*Extracted entries*.
►
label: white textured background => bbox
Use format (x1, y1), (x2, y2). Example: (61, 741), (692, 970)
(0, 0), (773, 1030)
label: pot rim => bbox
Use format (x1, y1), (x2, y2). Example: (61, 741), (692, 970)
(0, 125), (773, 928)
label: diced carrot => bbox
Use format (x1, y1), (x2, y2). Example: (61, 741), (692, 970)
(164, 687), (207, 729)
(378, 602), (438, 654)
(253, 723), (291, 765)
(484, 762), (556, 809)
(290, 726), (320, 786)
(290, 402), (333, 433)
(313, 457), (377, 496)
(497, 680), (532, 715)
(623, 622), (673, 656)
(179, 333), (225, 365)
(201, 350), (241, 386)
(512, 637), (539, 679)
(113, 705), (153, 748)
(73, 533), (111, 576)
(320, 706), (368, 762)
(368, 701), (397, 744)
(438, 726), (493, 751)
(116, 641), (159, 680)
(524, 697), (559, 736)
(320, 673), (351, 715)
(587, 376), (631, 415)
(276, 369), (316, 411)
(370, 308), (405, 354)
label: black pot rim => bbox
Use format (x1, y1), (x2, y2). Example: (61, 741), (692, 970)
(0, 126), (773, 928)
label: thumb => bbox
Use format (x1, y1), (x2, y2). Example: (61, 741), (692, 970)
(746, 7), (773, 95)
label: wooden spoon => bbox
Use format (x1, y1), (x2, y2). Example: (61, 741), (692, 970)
◄
*Given exercise*. Copy out all of the records above word for word, with nothing added, dropped, or changed.

*Answer to this problem*.
label: white textured background => bbox
Use format (x1, y1), (x2, y2). Example: (61, 741), (692, 970)
(0, 0), (773, 1030)
label: pot rim => bbox
Use format (x1, y1), (x2, y2). Example: (61, 741), (692, 970)
(0, 125), (773, 928)
label: diced carrot => bbox
Use format (x1, y1), (x2, y2). Example: (61, 741), (692, 970)
(164, 687), (207, 729)
(378, 602), (438, 654)
(253, 723), (291, 765)
(484, 762), (556, 809)
(290, 726), (320, 786)
(290, 402), (333, 433)
(313, 457), (377, 496)
(497, 680), (532, 715)
(623, 622), (673, 656)
(179, 333), (225, 365)
(201, 350), (241, 386)
(512, 637), (539, 679)
(113, 705), (153, 748)
(73, 533), (111, 576)
(320, 706), (368, 762)
(368, 701), (397, 744)
(438, 726), (493, 751)
(116, 641), (159, 680)
(524, 697), (559, 736)
(320, 673), (351, 715)
(587, 376), (631, 415)
(276, 369), (316, 411)
(370, 308), (405, 354)
label: black pot rim => bbox
Use format (x1, y1), (x2, y2). Example: (61, 741), (692, 970)
(0, 126), (773, 928)
label: thumb => bbox
Use format (x1, y1), (x2, y2). Example: (61, 741), (692, 970)
(746, 7), (773, 95)
label: wooden spoon => bbox
Use format (x1, y1), (x2, y2). Example: (61, 741), (692, 970)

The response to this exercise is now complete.